▶ **REQUEST**:
Return verbatim the stretch of the records that opens with the line containing "the man's sunglasses." and closes with the line containing "the pillar candle.", including both of those lines.

▶ **STORED DATA**:
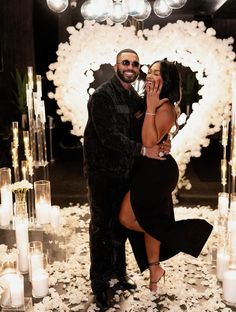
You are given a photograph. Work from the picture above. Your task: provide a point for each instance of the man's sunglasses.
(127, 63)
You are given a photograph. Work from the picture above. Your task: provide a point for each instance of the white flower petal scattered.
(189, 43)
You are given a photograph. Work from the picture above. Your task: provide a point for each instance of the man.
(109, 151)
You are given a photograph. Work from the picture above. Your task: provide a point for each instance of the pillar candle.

==

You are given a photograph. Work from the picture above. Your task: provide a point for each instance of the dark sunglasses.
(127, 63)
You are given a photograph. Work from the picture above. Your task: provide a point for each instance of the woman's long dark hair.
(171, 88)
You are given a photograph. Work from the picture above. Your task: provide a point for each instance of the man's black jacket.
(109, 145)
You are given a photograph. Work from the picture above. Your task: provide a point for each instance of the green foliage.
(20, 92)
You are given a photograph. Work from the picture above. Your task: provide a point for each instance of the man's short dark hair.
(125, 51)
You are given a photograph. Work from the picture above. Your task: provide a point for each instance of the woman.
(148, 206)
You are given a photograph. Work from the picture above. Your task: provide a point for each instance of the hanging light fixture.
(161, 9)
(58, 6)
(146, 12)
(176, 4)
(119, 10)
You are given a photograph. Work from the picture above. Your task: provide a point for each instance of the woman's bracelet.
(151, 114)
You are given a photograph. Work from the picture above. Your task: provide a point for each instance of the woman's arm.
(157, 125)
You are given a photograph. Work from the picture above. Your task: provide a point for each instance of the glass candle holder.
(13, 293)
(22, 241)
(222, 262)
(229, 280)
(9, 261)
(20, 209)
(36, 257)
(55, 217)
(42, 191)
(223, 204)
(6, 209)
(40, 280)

* * *

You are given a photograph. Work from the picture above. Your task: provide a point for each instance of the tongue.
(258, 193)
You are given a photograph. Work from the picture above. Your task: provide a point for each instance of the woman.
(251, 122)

▶ **ANSWER TO THE EXERCISE**:
You are given a photograph. Work from the picture above. Your task: provide a point for each instance of the man's sunglasses.
(127, 63)
You are given a photograph. Work from the picture above. Your task: provide a point for each instance of the white flower petal scattered.
(189, 43)
You are given a photograph. Work from the picture above. Your task: provide a point for each instance of the man.
(109, 151)
You are given a photograph. Work from the picture above. Your task: provide a point for each instance of the pillar candle.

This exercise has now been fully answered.